◆ **WHAT NEEDS TO BE DONE**
Some entries follow. Reproduce exactly the lines starting at the one with "Each <instance> block" and stopping after the one with "61L533 67L527 87ZM385".

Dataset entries

━━━━━━━━━━

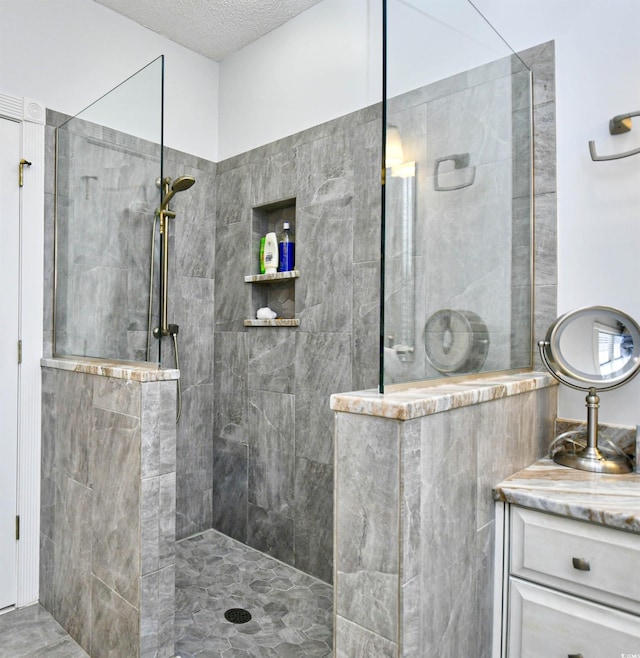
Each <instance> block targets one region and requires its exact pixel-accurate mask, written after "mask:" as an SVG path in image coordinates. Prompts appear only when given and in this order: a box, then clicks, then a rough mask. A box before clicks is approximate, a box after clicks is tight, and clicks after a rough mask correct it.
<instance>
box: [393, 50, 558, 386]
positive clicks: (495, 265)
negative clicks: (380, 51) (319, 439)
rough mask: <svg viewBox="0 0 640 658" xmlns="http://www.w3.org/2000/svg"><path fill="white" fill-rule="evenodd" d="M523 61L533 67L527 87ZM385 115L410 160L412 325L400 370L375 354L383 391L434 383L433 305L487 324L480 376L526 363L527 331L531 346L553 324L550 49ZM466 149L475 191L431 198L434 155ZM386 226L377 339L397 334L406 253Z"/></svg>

━━━━━━━━━━

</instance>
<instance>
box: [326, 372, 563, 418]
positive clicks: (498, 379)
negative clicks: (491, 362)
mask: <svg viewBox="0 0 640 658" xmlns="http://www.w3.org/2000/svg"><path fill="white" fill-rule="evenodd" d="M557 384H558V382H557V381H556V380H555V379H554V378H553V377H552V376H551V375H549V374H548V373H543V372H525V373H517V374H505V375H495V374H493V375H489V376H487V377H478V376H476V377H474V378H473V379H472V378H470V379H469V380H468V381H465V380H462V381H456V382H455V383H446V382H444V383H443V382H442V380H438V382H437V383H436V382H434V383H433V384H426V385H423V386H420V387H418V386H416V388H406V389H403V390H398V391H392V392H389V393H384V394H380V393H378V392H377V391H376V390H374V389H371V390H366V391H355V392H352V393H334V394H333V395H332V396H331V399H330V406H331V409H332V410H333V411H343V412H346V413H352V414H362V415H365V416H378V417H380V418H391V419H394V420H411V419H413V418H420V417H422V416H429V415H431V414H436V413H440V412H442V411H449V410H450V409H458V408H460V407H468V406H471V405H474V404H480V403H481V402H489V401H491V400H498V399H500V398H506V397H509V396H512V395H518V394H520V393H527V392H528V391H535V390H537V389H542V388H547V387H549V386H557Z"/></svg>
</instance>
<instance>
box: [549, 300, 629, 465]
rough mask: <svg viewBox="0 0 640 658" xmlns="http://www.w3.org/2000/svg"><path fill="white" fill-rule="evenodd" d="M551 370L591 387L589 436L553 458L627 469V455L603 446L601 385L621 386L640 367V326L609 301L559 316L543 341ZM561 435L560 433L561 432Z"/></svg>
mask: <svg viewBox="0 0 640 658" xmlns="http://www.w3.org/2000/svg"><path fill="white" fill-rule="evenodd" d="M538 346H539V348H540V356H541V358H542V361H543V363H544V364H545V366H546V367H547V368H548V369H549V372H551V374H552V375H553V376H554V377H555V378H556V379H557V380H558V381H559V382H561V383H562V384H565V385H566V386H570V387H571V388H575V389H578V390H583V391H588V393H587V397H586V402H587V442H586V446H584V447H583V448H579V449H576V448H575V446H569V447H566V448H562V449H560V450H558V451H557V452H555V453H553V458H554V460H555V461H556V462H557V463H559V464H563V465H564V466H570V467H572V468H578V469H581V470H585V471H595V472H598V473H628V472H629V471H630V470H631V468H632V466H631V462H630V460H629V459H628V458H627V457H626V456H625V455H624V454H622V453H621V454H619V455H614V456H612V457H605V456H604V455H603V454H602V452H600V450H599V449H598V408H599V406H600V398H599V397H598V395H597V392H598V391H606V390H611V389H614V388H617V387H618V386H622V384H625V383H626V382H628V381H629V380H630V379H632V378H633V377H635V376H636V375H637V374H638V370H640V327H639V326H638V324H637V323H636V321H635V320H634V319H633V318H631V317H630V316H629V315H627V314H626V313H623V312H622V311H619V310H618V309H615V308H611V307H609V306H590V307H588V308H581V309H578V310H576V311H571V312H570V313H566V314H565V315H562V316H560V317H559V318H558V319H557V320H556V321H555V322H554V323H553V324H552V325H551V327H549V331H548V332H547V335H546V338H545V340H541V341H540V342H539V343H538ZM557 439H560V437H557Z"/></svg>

━━━━━━━━━━

◆ **ANSWER SPACE**
Each <instance> block targets one region and requires its exact pixel-accurate mask, written after "mask:" as an SVG path in image coordinates. Prompts appear only when given and in this order: a box, then clicks, then a rough mask. A box before clicks is approximate, a box after clicks is tight, and clicks after a rough mask correct it.
<instance>
box: [393, 50, 558, 386]
positive clicks: (495, 265)
negative clicks: (380, 51) (319, 439)
rough mask: <svg viewBox="0 0 640 658" xmlns="http://www.w3.org/2000/svg"><path fill="white" fill-rule="evenodd" d="M523 61L533 67L527 87ZM385 115L410 160L412 325L400 370L375 354L383 391L434 383L433 305L487 324L480 376L526 363L527 331L531 346L553 324L550 49ZM466 149L475 191L431 198L434 155ZM386 226L377 339L397 334L406 253Z"/></svg>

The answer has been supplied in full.